**Your task**
Without the pictures, reproduce the records that follow exactly.

=== Data for this task ===

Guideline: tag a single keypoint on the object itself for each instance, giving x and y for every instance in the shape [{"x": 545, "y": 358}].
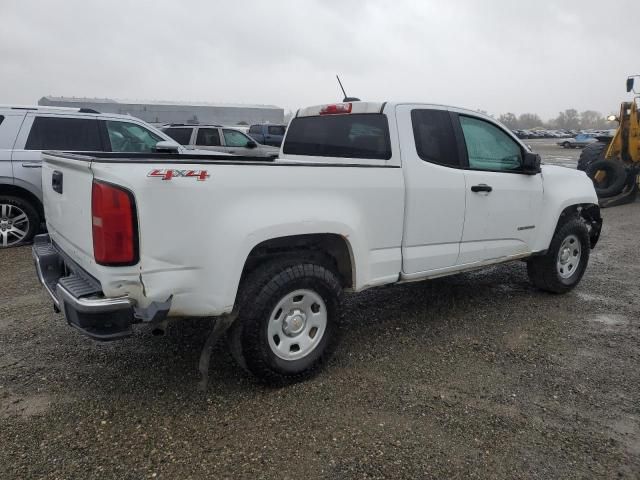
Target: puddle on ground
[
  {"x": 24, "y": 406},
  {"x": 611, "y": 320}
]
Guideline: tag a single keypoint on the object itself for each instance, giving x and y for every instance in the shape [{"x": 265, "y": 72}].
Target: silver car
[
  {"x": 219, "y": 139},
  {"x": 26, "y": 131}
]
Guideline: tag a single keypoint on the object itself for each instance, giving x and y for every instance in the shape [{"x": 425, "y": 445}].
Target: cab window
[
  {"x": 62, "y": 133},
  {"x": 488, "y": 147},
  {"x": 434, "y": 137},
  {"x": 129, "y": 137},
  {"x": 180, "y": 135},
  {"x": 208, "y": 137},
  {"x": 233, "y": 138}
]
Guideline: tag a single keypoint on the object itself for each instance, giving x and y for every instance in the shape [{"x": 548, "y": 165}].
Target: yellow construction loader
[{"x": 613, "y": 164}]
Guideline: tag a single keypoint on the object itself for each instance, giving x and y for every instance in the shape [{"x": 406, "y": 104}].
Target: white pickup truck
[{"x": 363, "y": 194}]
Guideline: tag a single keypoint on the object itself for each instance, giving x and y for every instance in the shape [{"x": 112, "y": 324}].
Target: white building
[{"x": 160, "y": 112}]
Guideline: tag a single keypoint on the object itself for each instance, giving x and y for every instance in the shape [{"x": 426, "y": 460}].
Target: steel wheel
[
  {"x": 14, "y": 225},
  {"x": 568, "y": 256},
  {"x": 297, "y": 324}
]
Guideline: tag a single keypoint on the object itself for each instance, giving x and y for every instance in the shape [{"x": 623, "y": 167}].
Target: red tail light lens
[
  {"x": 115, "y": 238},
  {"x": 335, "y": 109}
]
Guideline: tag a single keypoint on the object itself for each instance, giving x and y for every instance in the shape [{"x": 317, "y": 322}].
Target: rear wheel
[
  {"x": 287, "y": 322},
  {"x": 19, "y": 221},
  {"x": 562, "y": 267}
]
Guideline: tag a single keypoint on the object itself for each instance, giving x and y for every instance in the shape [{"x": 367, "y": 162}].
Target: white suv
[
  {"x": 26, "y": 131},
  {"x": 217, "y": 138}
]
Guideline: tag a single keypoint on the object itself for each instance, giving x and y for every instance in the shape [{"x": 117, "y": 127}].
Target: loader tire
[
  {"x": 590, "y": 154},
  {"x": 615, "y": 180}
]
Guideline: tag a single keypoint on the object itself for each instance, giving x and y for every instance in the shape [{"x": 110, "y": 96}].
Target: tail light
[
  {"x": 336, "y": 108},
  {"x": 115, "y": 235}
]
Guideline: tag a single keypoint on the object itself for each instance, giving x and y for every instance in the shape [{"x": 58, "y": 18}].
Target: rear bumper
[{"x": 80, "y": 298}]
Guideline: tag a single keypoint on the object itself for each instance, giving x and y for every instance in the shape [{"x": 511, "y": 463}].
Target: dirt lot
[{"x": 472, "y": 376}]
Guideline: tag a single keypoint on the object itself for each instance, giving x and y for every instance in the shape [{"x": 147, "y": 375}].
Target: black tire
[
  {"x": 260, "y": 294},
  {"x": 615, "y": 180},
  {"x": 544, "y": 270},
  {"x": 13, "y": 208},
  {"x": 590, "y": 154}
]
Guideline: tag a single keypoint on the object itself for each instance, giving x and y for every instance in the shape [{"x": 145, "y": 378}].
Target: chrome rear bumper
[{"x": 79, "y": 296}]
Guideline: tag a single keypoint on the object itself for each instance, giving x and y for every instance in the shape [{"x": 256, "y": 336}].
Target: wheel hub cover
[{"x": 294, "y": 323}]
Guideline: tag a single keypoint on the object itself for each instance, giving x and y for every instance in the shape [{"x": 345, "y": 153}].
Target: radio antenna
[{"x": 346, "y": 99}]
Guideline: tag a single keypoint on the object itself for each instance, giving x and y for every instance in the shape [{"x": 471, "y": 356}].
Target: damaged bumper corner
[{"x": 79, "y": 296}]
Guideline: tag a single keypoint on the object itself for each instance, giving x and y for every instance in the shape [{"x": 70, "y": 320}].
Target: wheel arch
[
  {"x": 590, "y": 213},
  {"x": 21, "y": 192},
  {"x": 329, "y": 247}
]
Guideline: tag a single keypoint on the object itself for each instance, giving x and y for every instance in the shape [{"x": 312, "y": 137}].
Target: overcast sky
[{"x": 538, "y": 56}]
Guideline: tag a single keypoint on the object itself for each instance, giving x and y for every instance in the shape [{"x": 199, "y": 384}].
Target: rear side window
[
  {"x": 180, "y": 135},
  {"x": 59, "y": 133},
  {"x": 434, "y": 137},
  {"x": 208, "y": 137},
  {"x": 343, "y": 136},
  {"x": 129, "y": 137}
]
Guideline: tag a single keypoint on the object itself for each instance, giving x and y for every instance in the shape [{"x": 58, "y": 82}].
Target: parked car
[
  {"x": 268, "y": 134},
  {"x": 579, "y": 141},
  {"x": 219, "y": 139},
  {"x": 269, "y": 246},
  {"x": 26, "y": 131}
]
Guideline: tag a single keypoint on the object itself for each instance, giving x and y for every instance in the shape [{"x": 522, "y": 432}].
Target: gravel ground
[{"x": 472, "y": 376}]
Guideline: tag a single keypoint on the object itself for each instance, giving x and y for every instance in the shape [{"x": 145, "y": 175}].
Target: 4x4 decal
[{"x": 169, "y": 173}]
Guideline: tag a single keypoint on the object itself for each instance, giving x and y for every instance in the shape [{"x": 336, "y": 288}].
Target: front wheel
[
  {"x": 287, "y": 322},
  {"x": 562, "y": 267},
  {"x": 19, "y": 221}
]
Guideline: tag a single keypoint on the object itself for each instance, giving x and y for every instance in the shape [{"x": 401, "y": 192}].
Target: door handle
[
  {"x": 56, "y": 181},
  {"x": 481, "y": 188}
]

===

**Response to the exercise**
Guideline: tag a single keypoint on the object itself for each instance, giving x and y for every instance in the shape [{"x": 545, "y": 358}].
Target: puddle on ground
[
  {"x": 24, "y": 406},
  {"x": 611, "y": 320}
]
Guideline: tag a single keypoint on the object itself for each instance, giving x and y for every instance in the shape [{"x": 265, "y": 72}].
Target: silver car
[
  {"x": 219, "y": 139},
  {"x": 26, "y": 131}
]
Guideline: tag a single keypoint on the object itself for each instance, giving x and y for every instance in the shape [{"x": 425, "y": 445}].
Target: cab window
[
  {"x": 62, "y": 133},
  {"x": 488, "y": 147},
  {"x": 434, "y": 137},
  {"x": 129, "y": 137},
  {"x": 180, "y": 135},
  {"x": 208, "y": 137},
  {"x": 233, "y": 138}
]
Guideline: tag a single keypoint on the object itself for each instance, giving x and y for every instance in the shape [{"x": 548, "y": 165}].
Target: yellow construction loader
[{"x": 613, "y": 164}]
Guideline: tag a single keypoint on the object itself for each instance, giving x and y for every instance in the shape [{"x": 406, "y": 104}].
Target: white pickup truck
[{"x": 363, "y": 194}]
Guideline: tag a single keypoint on the object itself for each instance, giving x and y for every instance in the shape [{"x": 112, "y": 324}].
Target: white building
[{"x": 160, "y": 112}]
Guideline: tag a single keypoint on the object itself for each instance, giving x and y for every instance in the shape [{"x": 426, "y": 460}].
Target: steel wheel
[
  {"x": 14, "y": 225},
  {"x": 568, "y": 256},
  {"x": 297, "y": 324}
]
Guideline: tag a single keypoint on the object itself for each instance, giving x and y for every instance in the shape [{"x": 623, "y": 167}].
Target: red tail light lens
[
  {"x": 115, "y": 238},
  {"x": 335, "y": 109}
]
Guideline: tag a single keypoint on the object itself for each instance, giving x and y for every instance in the shape [{"x": 317, "y": 322}].
Target: rear wheel
[
  {"x": 287, "y": 322},
  {"x": 19, "y": 221},
  {"x": 562, "y": 267}
]
Guideline: tag a single keypoint on the object itself for each instance, giving x and y for every instance in the shape [{"x": 367, "y": 162}].
Target: white suv
[
  {"x": 26, "y": 131},
  {"x": 217, "y": 138}
]
Guideline: tag a single keypoint on the object itself for each instance, giving x and y for every instance in the shape [{"x": 117, "y": 127}].
Target: loader tire
[
  {"x": 590, "y": 154},
  {"x": 615, "y": 180}
]
Guideline: tag a single keypoint on the object itself for each instance, giving x and y for every instance in the shape [{"x": 110, "y": 96}].
Target: tail light
[
  {"x": 336, "y": 108},
  {"x": 115, "y": 235}
]
Guideline: tag a single keypoint on the object itself for each instance, giving x and y for every instance in the shape [{"x": 58, "y": 18}].
Target: rear bumper
[{"x": 80, "y": 298}]
Guideline: tag a single keypoint on the object itself for each instance, giving x and y for every instance in the shape [{"x": 511, "y": 463}].
Target: dirt lot
[{"x": 472, "y": 376}]
Guideline: tag a single keypoint on the object itself for each instance, giving x and y for every instance in the shape [{"x": 147, "y": 375}].
Target: black tire
[
  {"x": 260, "y": 294},
  {"x": 615, "y": 180},
  {"x": 544, "y": 270},
  {"x": 13, "y": 208},
  {"x": 590, "y": 154}
]
Guideline: tag a single keypoint on the object itself for each instance, giving x and y for every instance in the shape [{"x": 145, "y": 378}].
Target: chrome rear bumper
[{"x": 79, "y": 296}]
Guideline: tag a single keypoint on the object itself for each instance, giving x and y for every instance in the shape [{"x": 256, "y": 336}].
Target: wheel hub cover
[{"x": 294, "y": 323}]
Guideline: tag a single keypoint on the object itself for each instance, giving x and y for every instance in the shape [{"x": 345, "y": 153}].
Target: radio antenna
[{"x": 346, "y": 99}]
Guideline: tag a single keypoint on the object itself for each instance, giving x and y for every instance in the shape [{"x": 471, "y": 356}].
Target: damaged bumper corner
[{"x": 79, "y": 296}]
Guideline: tag a single keypoint on the object itself for each instance, giving x and y for every instance in the shape [{"x": 70, "y": 320}].
Target: wheel arch
[
  {"x": 590, "y": 213},
  {"x": 21, "y": 192},
  {"x": 329, "y": 247}
]
Guideline: tag a single keypoint on the object itself for each instance, giving x and y for every instance in the shape [{"x": 312, "y": 137}].
Target: overcast sky
[{"x": 538, "y": 56}]
Guideline: tag a single keypoint on the object itself for each instance, giving x and y for every instance in the shape [{"x": 199, "y": 384}].
Target: rear side window
[
  {"x": 180, "y": 135},
  {"x": 59, "y": 133},
  {"x": 434, "y": 137},
  {"x": 208, "y": 137},
  {"x": 343, "y": 136},
  {"x": 129, "y": 137}
]
Guideline: tag a single keypoint on the object itself for each instance, giving x and y for every instance in the shape [{"x": 58, "y": 82}].
Target: parked car
[
  {"x": 268, "y": 134},
  {"x": 579, "y": 141},
  {"x": 219, "y": 139},
  {"x": 269, "y": 246},
  {"x": 26, "y": 131}
]
Guideline: tag a single keypoint on the object itself for each instance, giving x and y for every instance in the shape [{"x": 522, "y": 432}].
Target: gravel ground
[{"x": 472, "y": 376}]
Guideline: tag a single keypoint on the object itself for each instance, giving x and y for every instance in the shape [{"x": 145, "y": 175}].
Target: 4x4 decal
[{"x": 169, "y": 173}]
Guideline: tag a single keypoint on the object itself for each instance, giving x and y for every instance in the shape [{"x": 336, "y": 288}].
Target: front wheel
[
  {"x": 287, "y": 322},
  {"x": 562, "y": 267},
  {"x": 19, "y": 221}
]
Guideline: tag a single keypoint on the object itself for each instance, giving x and y for every instance in the shape [{"x": 401, "y": 192}].
Target: door handle
[
  {"x": 56, "y": 181},
  {"x": 481, "y": 188}
]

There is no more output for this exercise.